Records for the task ::
-- begin --

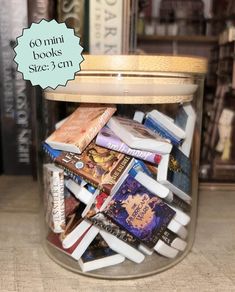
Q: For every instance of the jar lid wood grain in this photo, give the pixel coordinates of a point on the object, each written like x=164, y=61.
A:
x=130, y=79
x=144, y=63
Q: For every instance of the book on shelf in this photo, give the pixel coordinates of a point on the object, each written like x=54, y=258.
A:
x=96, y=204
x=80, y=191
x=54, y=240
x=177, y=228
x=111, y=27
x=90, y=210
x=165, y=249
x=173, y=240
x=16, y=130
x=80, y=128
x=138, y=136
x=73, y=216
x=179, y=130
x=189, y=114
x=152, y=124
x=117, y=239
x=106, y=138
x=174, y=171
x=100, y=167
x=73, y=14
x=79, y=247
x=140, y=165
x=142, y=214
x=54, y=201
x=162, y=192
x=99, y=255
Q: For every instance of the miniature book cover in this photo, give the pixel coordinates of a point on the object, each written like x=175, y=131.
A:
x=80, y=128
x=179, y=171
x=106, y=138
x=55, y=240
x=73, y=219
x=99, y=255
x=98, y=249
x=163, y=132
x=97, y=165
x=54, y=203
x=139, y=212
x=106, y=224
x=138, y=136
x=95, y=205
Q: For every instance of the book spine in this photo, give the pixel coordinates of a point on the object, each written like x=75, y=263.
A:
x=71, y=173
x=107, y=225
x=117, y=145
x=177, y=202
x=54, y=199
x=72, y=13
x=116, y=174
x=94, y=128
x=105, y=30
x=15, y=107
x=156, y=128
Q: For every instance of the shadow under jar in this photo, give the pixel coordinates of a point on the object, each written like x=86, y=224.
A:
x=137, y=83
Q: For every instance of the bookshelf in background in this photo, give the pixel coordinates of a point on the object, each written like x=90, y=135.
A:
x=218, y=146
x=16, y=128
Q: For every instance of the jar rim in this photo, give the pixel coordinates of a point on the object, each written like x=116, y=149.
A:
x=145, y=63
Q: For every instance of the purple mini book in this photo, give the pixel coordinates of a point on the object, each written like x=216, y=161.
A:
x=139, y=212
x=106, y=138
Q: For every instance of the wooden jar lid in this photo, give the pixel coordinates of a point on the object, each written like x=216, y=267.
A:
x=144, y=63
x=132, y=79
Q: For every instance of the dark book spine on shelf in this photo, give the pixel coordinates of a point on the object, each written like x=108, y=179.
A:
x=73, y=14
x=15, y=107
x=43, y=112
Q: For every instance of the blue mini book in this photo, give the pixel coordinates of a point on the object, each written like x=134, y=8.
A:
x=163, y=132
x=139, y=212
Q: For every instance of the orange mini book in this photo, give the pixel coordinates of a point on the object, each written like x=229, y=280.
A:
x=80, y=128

-- end --
-- begin --

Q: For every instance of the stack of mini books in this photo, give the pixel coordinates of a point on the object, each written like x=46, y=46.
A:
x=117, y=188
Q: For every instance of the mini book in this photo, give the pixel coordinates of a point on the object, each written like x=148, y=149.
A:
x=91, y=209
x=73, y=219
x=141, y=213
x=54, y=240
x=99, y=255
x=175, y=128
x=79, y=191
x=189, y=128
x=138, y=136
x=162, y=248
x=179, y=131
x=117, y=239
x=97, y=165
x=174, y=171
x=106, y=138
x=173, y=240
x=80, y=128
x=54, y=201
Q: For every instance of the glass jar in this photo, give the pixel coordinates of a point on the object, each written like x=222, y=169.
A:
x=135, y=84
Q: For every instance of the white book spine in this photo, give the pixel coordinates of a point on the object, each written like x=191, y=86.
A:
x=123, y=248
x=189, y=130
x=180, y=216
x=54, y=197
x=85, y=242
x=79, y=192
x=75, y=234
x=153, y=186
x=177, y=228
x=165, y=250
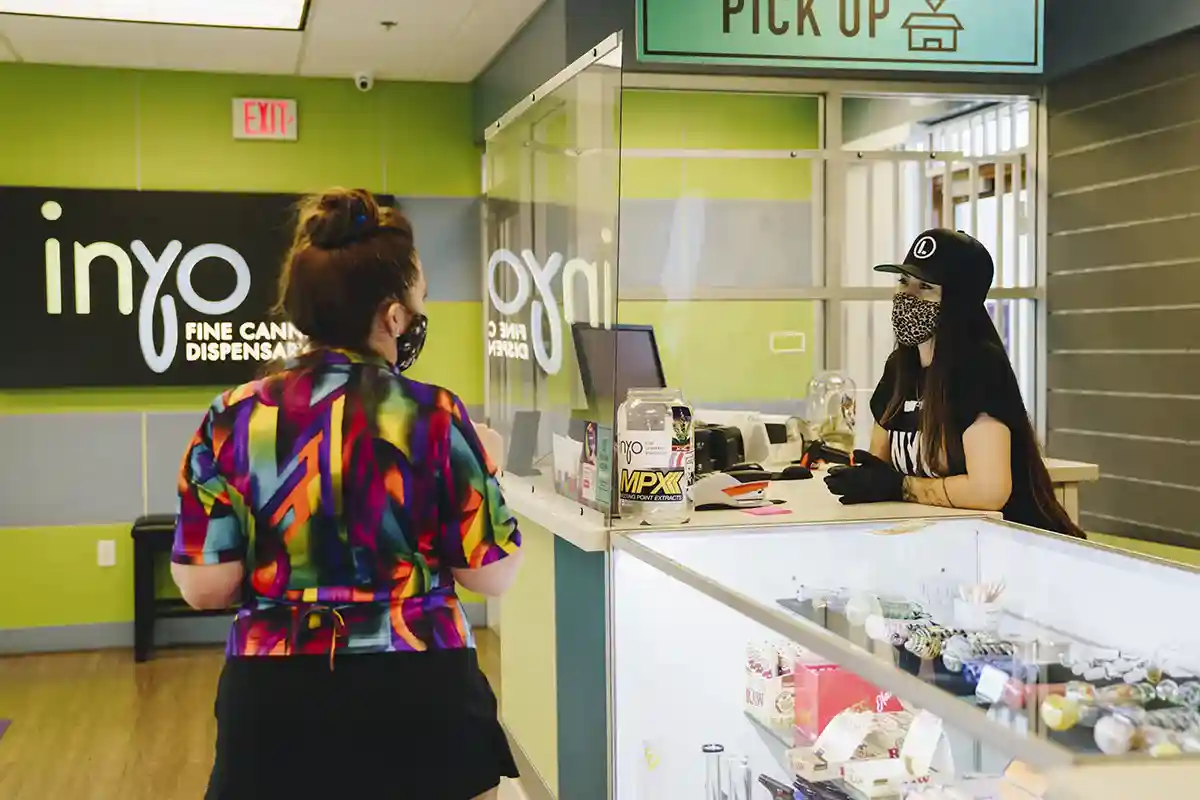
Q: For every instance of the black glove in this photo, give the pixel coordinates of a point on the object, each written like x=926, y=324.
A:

-- end --

Requirements ::
Please copy the data from the line with "Q: For every instance of the book on" to the line with "x=189, y=114", both included, reproducing each line without any change.

Full solution ::
Q: For every instance of the book on shelf in this photo, give the pixel coordinates of a point on the object, each written like x=54, y=258.
A:
x=96, y=204
x=80, y=191
x=54, y=240
x=177, y=228
x=111, y=27
x=90, y=210
x=165, y=249
x=173, y=240
x=16, y=130
x=80, y=128
x=138, y=136
x=73, y=216
x=179, y=130
x=189, y=114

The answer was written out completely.